_Selected excerpt_.
Miguel comments on Apply to >50 AI safety funders in one application with the Nonlinear Network [Round Closed]

Miguel 13 Apr 2023 2:59 UTC
3 points
0 ∶ 3
Hello there,

Are you interested of funding this theory of mine that I submitted to AI alignment awards? I am able to make this work in GPT2 and now writing the results. I was able to make GPT2 shutdown itself (100% of the time) even if it’s aware of the shutdown instruction called “the Gauntlet” embedded through fine-tuning an artificially generated archetype called “the Guardian” essentially solving corrigibility, outer and inner alignment. https://twitter.com/whitehatStoic/status/1645758144537034752?t=ps-Ccu42tcScTmWg1qYuqA&s=19

Let me know if you guys are interested. I want to test it in higher parameter models like Llama and Alpaca but don’t have the means to finance the equipment.

I also found out that there is a weird setting in the temperature for GPT2 where in the range of .498 to .50 my shutdown code works really well, I still don’t know why though. But yeah I believe that there is an incentive to review what’s happening inside the transformer architecture.

_Material shown_.
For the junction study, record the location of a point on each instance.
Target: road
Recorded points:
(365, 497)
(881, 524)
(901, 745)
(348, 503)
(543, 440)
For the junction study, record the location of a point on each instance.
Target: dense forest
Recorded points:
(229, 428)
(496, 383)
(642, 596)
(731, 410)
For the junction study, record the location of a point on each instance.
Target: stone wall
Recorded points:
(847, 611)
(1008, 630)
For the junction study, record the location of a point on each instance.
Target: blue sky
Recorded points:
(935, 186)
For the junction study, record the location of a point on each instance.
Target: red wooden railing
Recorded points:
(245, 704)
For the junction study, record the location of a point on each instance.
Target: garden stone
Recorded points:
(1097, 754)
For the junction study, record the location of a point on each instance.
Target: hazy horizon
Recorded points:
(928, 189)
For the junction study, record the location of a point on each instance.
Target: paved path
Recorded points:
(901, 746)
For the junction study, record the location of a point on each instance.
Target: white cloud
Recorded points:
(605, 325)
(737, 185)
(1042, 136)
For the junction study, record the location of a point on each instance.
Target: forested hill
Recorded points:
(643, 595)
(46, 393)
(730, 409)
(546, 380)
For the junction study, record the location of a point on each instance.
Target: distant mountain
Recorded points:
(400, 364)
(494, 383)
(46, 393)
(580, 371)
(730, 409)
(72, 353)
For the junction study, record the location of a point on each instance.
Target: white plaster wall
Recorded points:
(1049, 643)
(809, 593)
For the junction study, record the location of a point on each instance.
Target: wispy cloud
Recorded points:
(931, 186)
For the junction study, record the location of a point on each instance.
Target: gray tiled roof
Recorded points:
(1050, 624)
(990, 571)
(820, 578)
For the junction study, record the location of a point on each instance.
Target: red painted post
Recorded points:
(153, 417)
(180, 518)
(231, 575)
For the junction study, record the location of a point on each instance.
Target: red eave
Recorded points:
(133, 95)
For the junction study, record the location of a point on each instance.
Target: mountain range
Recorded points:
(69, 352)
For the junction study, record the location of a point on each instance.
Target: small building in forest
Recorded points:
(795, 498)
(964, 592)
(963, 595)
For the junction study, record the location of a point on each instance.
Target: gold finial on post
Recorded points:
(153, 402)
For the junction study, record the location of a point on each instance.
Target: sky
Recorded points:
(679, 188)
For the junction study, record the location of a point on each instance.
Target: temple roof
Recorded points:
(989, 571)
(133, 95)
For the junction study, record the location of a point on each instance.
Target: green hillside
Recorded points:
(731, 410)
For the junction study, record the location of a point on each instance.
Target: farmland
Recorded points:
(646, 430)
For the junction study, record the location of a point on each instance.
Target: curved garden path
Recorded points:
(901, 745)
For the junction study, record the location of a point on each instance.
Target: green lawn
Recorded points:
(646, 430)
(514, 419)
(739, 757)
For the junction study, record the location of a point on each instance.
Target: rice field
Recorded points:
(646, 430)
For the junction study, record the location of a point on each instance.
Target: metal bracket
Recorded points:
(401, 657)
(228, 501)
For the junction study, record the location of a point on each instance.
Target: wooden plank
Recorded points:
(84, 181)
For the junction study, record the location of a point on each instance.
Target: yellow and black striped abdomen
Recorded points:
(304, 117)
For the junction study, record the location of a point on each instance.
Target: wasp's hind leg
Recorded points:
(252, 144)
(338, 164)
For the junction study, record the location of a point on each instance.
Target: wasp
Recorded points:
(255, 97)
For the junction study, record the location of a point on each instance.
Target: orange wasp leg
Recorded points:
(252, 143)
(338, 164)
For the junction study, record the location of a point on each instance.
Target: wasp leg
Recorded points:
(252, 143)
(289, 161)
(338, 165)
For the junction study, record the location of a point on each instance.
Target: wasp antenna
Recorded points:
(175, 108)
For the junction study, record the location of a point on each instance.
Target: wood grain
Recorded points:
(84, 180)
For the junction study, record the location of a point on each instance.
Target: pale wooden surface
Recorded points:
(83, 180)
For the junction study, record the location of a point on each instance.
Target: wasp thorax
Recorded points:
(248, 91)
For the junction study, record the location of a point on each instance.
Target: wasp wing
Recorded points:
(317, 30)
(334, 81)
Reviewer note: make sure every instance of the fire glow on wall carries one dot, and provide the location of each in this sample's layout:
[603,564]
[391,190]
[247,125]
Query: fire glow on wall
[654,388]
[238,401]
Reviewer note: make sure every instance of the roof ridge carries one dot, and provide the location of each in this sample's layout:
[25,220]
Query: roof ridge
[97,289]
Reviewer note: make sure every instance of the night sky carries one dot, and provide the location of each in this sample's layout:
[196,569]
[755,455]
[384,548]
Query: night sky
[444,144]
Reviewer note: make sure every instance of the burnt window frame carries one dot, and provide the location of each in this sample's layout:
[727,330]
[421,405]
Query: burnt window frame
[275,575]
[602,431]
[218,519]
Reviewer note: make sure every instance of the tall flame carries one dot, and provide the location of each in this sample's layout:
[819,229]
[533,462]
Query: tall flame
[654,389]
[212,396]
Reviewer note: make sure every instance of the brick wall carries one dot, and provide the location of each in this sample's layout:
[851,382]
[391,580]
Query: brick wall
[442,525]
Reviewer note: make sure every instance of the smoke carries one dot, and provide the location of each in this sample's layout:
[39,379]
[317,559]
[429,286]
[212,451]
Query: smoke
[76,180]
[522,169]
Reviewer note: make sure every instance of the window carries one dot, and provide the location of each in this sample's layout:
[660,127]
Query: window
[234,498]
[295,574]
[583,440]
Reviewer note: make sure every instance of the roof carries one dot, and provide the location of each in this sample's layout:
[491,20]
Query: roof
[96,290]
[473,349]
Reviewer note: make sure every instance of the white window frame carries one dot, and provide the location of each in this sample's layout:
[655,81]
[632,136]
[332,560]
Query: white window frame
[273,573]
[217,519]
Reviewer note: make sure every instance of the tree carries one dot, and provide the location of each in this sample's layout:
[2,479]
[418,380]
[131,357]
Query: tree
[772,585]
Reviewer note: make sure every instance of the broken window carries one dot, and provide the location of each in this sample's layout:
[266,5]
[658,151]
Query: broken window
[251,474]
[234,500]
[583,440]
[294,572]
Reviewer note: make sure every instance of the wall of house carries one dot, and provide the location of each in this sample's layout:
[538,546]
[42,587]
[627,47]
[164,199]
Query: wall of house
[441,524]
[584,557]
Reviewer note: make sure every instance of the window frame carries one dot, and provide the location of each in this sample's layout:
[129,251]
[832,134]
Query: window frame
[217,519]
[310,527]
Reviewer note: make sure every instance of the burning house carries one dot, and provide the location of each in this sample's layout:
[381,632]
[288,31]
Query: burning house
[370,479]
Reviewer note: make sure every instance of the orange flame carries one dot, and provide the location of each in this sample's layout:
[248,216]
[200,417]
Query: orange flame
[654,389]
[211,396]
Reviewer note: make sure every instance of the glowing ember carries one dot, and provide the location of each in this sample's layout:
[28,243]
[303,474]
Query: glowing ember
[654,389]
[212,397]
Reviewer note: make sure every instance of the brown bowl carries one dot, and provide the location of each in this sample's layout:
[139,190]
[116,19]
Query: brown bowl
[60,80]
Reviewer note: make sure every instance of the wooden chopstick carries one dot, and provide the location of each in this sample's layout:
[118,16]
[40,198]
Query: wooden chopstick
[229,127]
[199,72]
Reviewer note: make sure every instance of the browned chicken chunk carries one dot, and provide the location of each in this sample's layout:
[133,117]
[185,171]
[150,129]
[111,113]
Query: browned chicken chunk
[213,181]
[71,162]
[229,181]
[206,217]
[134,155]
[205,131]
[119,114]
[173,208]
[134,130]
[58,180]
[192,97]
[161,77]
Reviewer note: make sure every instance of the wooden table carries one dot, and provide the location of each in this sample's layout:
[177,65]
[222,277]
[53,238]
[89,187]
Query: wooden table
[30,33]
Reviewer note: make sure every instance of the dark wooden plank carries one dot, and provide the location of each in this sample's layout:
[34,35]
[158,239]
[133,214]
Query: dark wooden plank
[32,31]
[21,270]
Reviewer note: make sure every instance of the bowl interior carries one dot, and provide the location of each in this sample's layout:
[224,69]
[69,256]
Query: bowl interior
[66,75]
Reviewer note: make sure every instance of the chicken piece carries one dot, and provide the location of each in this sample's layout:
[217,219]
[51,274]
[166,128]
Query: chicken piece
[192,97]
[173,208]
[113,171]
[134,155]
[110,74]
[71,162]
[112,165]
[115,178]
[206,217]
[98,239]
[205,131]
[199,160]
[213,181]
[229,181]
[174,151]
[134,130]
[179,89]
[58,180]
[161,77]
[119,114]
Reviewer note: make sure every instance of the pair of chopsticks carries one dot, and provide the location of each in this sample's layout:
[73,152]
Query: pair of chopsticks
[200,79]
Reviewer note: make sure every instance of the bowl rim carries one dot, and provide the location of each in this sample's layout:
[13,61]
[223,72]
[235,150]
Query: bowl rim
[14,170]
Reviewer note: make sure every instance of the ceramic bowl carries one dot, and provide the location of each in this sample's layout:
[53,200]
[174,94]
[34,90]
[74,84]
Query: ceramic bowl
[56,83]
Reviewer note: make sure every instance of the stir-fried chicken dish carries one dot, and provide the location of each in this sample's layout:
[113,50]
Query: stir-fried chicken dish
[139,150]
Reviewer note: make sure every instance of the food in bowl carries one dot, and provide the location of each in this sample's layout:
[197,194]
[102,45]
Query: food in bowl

_Instructions_.
1/ Transcribe the passage of the GPT2 shutdown comment between "Miguel comments on" and "finance the equipment.", inclusive.
2/ Carry the GPT2 shutdown comment forward from its last sentence.

_Task-by-task answers_.
1/
Miguel comments on Apply to >50 AI safety funders in one application with the Nonlinear Network [Round Closed]

Miguel 13 Apr 2023 2:59 UTC
3 points
0 ∶ 3
Hello there,

Are you interested of funding this theory of mine that I submitted to AI alignment awards? I am able to make this work in GPT2 and now writing the results. I was able to make GPT2 shutdown itself (100% of the time) even if it’s aware of the shutdown instruction called “the Gauntlet” embedded through fine-tuning an artificially generated archetype called “the Guardian” essentially solving corrigibility, outer and inner alignment. https://twitter.com/whitehatStoic/status/1645758144537034752?t=ps-Ccu42tcScTmWg1qYuqA&s=19

Let me know if you guys are interested. I want to test it in higher parameter models like Llama and Alpaca but don’t have the means to finance the equipment.

2/
Here was my original proposal: https://www.whitehatstoic.com/p/research-proposal-leveraging-jungian

I’ll post my paper for the corrigibility solution too once finished probably next week.

Looking forward to hearing from you.

Best regards,

Miguel
- Miguel 13 Apr 2023 8:18 UTC
  5 points
  0 ∶ 0
  Parent
  I have submitted an application no need to reply!
- Miguel 29 Apr 2023 2:03 UTC
  1 point
  0 ∶ 0
  Parent
  The final write-up for my project.
  
  https://www.lesswrong.com/posts/pu6D2EdJiz2mmhxfB/archetypal-transfer-learning-a-proposed-alignment-solution
- Miguel 13 Apr 2023 3:05 UTC
  1 point
  1 ∶ 0
  Parent
  Also using fine-tuning with traditional Jungian archetypes allowed GPT2 to tell stories either of depressing or motivational in nature 100%of the time. Thanks for reading!